* _Requirements_
Please find every line in the records below that contains the word "distant" and copy each one.

Point annotation dataset records
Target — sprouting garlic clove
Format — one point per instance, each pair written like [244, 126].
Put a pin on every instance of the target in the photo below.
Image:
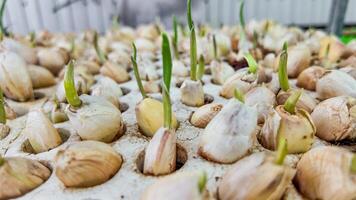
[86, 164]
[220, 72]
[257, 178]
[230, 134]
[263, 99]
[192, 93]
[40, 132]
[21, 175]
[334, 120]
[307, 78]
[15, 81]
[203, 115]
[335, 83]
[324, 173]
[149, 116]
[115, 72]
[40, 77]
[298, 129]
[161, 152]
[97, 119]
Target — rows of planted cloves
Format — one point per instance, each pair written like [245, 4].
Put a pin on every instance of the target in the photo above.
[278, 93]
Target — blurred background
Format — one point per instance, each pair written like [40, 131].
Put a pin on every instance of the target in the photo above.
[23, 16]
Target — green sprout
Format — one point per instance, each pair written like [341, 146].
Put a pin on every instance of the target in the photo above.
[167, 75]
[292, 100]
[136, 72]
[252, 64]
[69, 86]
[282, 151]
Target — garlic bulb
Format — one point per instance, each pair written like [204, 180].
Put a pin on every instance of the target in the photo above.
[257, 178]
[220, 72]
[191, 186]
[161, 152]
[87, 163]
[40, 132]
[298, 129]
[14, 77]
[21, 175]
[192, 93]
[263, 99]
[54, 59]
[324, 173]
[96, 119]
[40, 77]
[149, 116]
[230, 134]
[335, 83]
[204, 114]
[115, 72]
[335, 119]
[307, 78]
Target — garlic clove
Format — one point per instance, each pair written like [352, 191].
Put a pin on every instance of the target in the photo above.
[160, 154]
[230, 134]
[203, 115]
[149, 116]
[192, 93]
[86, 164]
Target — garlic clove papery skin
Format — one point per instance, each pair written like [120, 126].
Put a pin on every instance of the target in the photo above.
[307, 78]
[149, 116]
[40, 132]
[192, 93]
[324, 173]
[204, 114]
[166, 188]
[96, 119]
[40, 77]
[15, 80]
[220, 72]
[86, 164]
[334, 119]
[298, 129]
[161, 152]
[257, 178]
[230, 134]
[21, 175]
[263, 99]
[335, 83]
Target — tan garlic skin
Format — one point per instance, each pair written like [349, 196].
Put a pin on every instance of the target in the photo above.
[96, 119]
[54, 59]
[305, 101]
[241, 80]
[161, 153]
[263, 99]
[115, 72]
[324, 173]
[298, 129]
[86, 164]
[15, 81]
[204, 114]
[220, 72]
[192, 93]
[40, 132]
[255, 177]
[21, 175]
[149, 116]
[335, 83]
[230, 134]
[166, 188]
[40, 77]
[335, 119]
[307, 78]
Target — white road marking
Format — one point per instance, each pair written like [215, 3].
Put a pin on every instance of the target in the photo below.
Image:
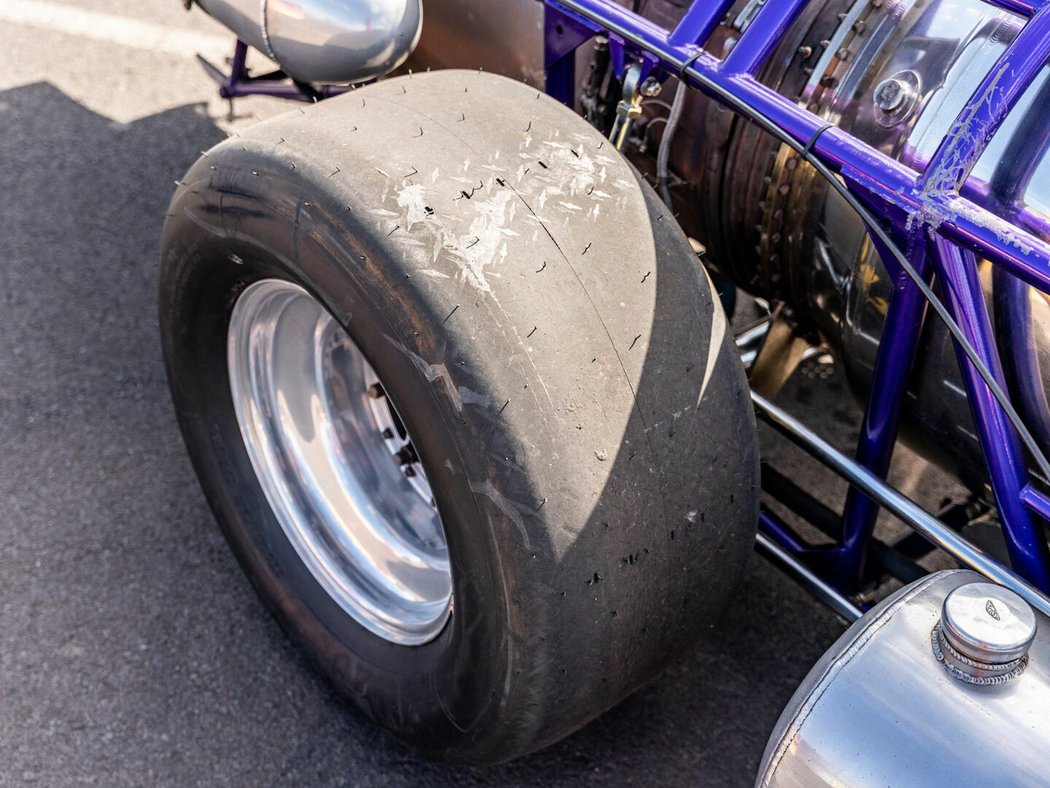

---

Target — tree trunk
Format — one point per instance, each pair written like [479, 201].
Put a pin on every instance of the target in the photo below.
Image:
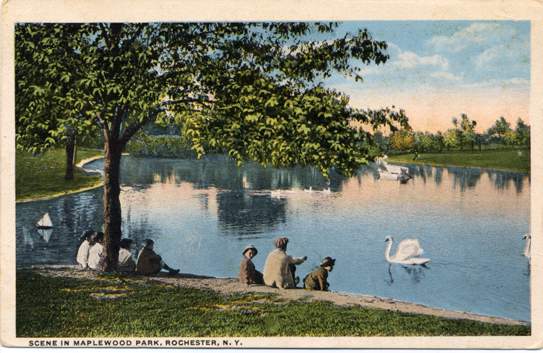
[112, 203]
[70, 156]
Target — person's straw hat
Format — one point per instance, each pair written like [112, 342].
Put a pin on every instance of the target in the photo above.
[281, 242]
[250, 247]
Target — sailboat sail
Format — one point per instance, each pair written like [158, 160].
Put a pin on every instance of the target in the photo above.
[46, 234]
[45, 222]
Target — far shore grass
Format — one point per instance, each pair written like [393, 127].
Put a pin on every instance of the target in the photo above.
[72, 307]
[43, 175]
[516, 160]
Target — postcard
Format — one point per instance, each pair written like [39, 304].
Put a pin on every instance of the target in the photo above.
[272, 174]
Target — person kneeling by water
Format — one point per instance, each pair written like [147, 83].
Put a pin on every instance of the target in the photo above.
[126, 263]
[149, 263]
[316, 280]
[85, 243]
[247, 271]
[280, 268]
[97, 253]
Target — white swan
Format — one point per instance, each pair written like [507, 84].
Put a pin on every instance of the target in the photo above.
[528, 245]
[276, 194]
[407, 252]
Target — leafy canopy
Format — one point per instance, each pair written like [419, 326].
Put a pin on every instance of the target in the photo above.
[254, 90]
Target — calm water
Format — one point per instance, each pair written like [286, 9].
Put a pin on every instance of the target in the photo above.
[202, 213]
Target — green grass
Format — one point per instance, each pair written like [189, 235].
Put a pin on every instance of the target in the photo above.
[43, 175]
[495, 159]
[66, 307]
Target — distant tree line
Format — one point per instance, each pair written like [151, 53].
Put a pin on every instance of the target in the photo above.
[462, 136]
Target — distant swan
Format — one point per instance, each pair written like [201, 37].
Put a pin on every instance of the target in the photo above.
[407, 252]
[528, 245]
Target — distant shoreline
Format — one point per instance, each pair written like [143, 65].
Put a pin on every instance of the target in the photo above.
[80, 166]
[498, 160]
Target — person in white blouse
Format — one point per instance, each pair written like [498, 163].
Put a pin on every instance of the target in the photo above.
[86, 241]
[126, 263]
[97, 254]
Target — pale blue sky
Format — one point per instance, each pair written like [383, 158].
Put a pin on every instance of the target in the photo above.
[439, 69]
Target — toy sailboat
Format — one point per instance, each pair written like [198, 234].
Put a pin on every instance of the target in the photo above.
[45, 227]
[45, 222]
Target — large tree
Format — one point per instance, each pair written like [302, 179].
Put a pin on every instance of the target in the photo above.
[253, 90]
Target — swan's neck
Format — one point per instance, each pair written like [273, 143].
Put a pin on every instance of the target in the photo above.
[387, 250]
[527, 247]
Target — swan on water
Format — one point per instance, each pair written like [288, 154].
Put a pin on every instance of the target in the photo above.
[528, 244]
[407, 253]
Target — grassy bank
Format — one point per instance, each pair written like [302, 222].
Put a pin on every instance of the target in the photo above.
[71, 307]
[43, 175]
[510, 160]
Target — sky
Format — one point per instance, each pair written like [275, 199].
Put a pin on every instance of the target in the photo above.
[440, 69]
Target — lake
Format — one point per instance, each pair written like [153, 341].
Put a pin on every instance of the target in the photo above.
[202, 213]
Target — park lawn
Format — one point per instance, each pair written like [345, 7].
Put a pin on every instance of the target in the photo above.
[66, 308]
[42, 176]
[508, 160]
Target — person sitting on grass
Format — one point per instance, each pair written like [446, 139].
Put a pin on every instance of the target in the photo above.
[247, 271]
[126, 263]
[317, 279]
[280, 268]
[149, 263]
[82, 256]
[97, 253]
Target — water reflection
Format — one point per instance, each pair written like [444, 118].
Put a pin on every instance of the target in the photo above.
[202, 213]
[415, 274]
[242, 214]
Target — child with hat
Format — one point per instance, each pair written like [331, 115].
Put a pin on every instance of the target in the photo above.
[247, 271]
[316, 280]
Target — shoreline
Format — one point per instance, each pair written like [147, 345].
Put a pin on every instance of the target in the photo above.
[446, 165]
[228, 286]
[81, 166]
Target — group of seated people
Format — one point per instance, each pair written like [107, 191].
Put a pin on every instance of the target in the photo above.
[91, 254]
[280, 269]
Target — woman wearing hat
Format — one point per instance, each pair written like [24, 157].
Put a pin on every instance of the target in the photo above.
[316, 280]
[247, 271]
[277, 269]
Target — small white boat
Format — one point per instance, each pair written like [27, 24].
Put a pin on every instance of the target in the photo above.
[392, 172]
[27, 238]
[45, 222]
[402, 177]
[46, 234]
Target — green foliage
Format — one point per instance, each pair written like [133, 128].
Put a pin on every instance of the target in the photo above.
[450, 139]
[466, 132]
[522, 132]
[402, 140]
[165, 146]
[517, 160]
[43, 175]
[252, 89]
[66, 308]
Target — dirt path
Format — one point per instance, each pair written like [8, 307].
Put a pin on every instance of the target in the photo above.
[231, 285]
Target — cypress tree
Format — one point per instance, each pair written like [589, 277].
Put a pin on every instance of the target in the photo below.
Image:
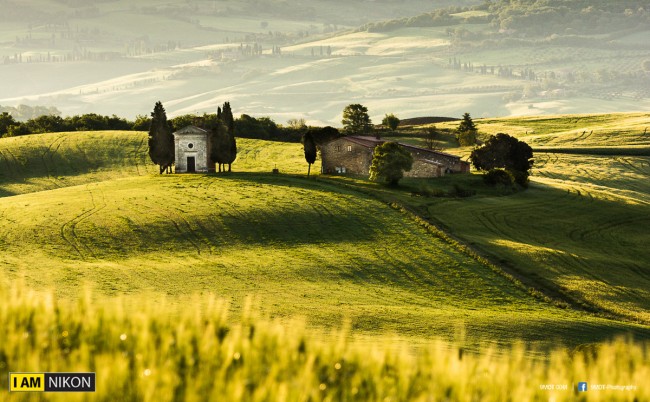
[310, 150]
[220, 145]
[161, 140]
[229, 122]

* _Response to this exercise_
Target — distant tree line
Target — distant swan
Target — distant shoreline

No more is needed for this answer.